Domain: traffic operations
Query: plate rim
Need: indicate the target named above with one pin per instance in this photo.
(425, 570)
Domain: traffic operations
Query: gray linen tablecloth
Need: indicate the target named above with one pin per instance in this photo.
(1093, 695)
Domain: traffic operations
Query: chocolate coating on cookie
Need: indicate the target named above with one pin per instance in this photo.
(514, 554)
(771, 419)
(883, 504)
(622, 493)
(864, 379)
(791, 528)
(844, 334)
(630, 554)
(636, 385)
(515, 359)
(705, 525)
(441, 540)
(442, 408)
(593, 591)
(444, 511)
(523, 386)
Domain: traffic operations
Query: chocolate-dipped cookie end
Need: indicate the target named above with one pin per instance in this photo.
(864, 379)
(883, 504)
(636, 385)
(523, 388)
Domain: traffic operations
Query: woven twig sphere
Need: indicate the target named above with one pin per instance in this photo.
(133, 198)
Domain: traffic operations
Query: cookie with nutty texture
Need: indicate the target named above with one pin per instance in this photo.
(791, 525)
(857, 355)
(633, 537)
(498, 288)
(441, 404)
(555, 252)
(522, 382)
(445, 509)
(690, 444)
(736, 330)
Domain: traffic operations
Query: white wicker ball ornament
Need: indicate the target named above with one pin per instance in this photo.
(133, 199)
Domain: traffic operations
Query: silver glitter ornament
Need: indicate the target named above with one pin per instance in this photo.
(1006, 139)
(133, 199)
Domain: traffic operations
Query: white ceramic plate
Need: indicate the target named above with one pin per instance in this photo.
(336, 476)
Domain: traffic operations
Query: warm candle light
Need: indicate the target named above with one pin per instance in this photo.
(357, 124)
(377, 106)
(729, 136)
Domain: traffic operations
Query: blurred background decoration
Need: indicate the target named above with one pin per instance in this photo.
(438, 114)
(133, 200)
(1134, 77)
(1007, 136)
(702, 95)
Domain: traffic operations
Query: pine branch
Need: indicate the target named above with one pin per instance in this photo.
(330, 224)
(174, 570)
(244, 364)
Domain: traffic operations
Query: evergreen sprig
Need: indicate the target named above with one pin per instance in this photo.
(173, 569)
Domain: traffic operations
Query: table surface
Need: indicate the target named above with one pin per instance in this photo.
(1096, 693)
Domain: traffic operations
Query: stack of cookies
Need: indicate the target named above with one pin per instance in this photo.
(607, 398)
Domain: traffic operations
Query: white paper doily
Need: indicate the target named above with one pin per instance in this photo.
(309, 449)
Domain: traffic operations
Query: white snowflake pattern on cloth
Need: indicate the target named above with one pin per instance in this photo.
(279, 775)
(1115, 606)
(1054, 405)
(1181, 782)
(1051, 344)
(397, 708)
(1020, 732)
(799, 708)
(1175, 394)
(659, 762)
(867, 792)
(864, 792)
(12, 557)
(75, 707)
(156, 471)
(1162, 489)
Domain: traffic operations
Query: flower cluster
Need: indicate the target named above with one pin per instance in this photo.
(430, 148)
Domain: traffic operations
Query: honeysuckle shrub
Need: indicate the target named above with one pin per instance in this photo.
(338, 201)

Exercise instructions: All that belongs in the answer is an exact copy of the lines from the start of the records above through the line with "Query: chocolate coating on cookie".

Finished exercise:
Domain: traffic operations
Query: plate rim
Need: indicate the target named above with one pin per instance in this photo.
(425, 570)
Domain: traffic operations
Query: gray linen tablecloth
Need: indicate the target named above with one pin per instance in this photo.
(1093, 695)
Domain: traffic operations
Query: chocolate coating on cookie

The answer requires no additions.